>> START Source
United States v. Bd. of Cnty. Commissioners of Otero, 15-2210

Decision Date08 December 2016
Docket NumberNo. 15-2210,15-2210
Parties United States of America, Plaintiff–Appellee, v. Board of County Commissioners of the County of Otero, Defendant–Appellant, and State of New Mexico, Defendant. Pacific Legal Foundation, Amicus Curiae.
CourtU.S. Court of Appeals — Tenth Circuit

Dori E. Richards (A. Blair Dunn, with her on the briefs), Western Agriculture, Resource and Business Advocates, LLP, Albuquerque, New Mexico, for Appellant.

David C. Shilton (Nicholas L. Pino, USDA Office of General Counsel, Albuquerque, New Mexico, John C. Cruden, Assistant Attorney General, and Andrew A. Smith, with him on the brief), Environment and Nat. Res. Div., U.S. Department of Justice, Washington, D.C., for Appellee.

John M. Groen and Anthony L. François, Pacific Legal Foundation, Sacramento, California, filed an Amicus Curiae brief in support of Appellant.

Before HARTZ, HOLMES, and MATHESON, Circuit Judges.

HARTZ, Circuit Judge.
>> END Source
>> START Source data
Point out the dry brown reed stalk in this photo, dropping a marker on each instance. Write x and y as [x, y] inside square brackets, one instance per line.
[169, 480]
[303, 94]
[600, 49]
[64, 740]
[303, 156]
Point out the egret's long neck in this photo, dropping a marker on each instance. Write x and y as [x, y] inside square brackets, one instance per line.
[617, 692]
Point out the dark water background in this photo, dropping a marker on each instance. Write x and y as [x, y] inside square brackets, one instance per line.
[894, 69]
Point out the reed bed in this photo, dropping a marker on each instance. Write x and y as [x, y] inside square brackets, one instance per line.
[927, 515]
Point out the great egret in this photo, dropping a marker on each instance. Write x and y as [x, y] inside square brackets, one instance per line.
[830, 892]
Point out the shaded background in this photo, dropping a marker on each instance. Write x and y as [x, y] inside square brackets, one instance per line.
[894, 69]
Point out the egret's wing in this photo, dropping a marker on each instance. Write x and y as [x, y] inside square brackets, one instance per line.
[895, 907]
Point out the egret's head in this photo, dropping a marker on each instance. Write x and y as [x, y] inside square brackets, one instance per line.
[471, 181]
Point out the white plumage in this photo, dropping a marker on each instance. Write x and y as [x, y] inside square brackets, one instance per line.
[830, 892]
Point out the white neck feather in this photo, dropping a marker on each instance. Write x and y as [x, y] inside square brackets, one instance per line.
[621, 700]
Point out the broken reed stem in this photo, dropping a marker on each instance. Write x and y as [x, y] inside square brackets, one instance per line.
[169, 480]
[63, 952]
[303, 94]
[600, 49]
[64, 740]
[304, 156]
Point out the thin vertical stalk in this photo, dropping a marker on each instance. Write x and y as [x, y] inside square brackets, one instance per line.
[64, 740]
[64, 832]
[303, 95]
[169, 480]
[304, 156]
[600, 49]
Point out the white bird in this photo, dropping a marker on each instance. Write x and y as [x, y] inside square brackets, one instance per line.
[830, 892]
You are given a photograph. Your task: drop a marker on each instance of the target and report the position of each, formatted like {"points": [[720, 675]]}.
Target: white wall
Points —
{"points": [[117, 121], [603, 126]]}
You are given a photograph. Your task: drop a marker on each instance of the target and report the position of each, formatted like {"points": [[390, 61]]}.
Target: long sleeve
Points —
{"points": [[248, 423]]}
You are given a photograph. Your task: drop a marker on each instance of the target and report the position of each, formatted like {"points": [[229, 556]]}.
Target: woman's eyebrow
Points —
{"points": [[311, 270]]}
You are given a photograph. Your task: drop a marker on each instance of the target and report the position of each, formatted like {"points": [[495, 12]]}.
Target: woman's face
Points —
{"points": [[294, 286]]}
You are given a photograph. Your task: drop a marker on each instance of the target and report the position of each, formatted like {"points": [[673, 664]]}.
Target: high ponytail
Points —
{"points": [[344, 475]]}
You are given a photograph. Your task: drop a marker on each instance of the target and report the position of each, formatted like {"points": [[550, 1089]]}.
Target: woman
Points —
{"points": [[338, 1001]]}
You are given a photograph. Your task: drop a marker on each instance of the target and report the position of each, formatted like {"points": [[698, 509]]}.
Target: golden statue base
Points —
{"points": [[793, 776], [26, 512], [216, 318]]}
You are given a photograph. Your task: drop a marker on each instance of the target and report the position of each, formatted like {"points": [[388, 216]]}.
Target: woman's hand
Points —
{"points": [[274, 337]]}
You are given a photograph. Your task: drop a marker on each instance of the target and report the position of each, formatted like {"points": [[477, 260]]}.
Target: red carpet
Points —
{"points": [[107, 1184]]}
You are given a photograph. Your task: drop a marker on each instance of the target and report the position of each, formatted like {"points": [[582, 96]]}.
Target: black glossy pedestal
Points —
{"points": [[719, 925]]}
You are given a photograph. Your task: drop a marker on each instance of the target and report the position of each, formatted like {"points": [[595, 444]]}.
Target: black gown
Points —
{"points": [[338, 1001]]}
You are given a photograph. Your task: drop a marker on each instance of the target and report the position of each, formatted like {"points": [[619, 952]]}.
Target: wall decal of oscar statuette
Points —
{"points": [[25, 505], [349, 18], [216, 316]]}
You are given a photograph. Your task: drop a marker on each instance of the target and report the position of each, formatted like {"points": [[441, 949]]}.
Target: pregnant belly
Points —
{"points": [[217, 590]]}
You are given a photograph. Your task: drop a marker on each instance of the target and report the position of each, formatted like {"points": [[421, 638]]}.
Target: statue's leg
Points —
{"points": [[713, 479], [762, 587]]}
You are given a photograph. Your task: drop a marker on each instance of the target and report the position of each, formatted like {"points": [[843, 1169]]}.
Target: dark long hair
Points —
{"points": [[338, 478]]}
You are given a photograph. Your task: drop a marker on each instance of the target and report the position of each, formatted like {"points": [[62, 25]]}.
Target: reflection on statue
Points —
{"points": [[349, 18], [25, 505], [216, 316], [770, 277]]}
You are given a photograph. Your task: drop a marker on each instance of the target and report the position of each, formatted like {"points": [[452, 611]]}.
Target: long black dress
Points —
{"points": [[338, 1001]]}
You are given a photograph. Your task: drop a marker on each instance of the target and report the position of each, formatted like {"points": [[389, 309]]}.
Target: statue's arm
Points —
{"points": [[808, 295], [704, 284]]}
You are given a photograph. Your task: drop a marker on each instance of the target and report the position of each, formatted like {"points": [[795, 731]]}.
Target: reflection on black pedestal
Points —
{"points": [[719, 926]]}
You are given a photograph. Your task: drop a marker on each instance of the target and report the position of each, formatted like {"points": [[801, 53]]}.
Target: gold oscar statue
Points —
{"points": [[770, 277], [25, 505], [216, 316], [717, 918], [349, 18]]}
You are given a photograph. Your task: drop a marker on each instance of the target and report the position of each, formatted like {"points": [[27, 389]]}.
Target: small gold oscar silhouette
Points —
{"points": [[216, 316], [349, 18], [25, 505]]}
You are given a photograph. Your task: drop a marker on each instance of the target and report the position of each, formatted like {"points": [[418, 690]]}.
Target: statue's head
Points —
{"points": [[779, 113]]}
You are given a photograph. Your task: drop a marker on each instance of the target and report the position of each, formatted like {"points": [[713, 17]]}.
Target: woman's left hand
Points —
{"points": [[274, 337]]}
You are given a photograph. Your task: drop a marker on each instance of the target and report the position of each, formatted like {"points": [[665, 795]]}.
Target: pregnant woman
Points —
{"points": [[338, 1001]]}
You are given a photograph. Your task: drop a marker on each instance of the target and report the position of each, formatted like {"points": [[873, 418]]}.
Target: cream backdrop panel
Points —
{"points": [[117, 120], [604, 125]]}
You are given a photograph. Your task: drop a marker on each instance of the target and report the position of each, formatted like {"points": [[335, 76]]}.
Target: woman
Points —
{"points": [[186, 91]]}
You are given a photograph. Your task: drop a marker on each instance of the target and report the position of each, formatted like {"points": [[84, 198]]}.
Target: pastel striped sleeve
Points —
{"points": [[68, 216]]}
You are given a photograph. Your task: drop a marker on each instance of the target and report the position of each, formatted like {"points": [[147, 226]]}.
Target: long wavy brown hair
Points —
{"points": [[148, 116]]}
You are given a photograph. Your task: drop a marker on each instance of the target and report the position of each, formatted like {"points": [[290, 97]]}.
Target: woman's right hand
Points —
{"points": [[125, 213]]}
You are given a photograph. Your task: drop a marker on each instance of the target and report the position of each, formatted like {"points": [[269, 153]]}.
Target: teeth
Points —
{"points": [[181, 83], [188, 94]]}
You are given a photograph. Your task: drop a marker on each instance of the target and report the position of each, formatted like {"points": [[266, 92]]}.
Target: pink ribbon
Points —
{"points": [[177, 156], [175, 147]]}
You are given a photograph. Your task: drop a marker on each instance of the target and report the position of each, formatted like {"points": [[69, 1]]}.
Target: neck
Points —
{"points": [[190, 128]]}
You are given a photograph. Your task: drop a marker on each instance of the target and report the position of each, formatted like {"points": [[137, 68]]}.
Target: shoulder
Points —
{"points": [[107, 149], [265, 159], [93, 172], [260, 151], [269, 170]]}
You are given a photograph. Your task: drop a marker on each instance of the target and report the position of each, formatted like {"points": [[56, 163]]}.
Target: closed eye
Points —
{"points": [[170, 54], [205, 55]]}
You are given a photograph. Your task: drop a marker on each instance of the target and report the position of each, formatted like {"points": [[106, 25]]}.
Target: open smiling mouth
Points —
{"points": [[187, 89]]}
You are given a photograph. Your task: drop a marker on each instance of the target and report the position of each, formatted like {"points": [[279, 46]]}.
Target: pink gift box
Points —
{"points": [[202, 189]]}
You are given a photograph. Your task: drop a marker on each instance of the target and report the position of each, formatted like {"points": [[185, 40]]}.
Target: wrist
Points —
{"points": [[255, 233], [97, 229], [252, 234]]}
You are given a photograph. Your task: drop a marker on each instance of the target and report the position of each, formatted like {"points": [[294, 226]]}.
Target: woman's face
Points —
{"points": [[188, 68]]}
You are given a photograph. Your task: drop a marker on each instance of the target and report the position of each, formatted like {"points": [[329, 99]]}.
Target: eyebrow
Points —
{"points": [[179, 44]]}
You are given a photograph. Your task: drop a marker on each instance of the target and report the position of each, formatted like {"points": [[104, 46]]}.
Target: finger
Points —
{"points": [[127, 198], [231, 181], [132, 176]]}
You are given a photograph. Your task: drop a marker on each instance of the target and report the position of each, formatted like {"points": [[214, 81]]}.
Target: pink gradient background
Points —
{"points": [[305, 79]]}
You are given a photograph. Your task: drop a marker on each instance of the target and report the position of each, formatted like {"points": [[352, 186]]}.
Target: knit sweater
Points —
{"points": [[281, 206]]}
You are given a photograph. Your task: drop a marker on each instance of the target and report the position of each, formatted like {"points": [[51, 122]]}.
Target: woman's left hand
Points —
>> END Source data
What to do:
[1] Select every line of the rows that contains the string "stalk", treating uppercase and lowercase as different.
[2] Finish out the next part of the Otero County appeals opinion, starting right after its final line.

Written responses:
[1]
Point out the dry brown reed stalk in this photo, dropping a marker on each instance. Write x and y as [x, y] inside square brackets, one instance per line.
Point out the thin vertical stalk in this photo, dropping a marker on each instance. Write x and y as [x, y] inside square brackets, one instance per line.

[2]
A New Mexico statute and a resolution adopted by the Otero County Board of County Commissioners purported to authorize the Board to mitigate fire danger in the Lincoln National Forest without first obtaining permission from the U.S. Forest Service. The United States obtained a judgment from the United States District Court for the District of New Mexico invalidating the statute and the resolution. The Board appeals. Exercising jurisdiction under 28 U.S.C. § 1291, we affirm. The Property Clause of the United States Constitution authorizes the federal government to promulgate regulations governing use of national forest lands; and under the Constitution's Supremacy Clause and binding precedent, those regulations prevail over any contrary state or local law.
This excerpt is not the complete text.